Set exercise:
Show each line of the material below that contains the word "dark".

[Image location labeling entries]
* * * *

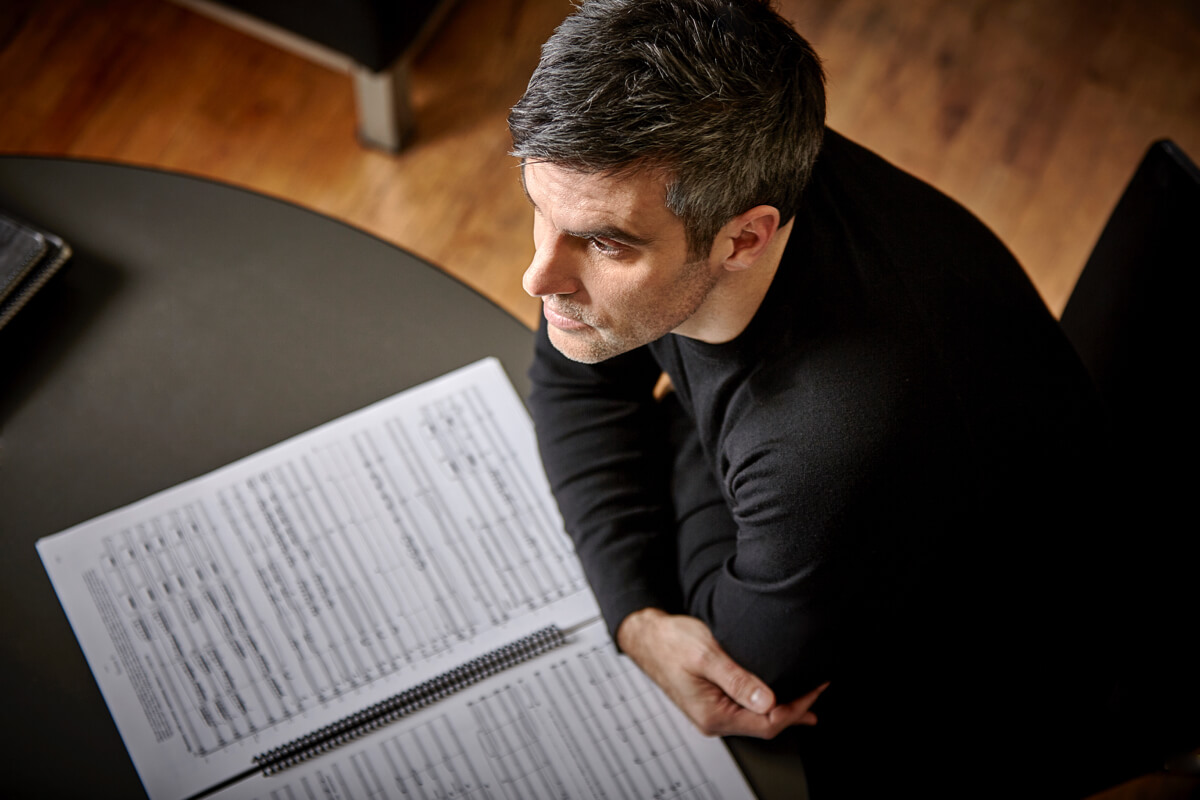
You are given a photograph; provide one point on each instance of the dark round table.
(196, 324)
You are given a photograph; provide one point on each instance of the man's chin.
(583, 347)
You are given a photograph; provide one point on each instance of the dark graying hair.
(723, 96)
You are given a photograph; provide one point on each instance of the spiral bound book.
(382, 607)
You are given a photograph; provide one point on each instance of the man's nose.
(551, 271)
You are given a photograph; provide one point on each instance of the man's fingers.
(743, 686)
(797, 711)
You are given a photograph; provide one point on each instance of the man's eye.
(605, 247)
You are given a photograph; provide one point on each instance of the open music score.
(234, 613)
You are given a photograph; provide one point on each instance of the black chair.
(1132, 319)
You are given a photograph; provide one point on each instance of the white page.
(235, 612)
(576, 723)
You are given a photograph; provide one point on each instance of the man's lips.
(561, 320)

* * * *

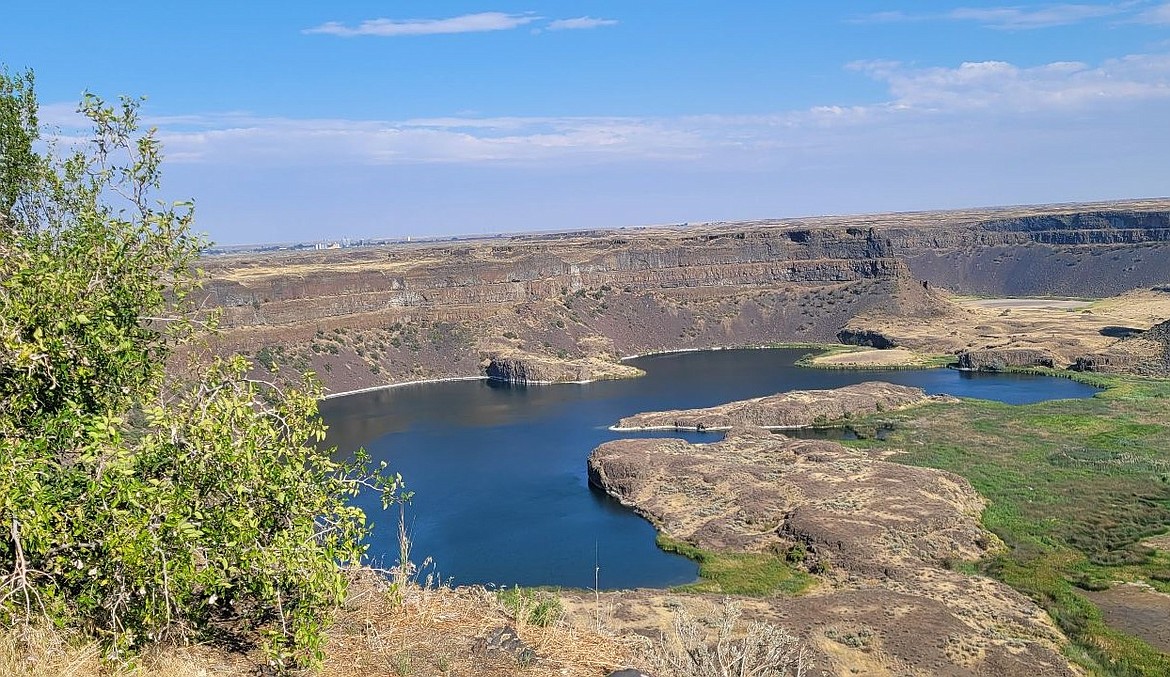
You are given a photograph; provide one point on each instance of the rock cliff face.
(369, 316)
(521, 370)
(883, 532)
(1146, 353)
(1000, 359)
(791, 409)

* * * *

Solution to this problem:
You are given a photograph; provide one point on each instance of the dark round table.
You are given a photograph; provide one point on each instance of the dark graying hair.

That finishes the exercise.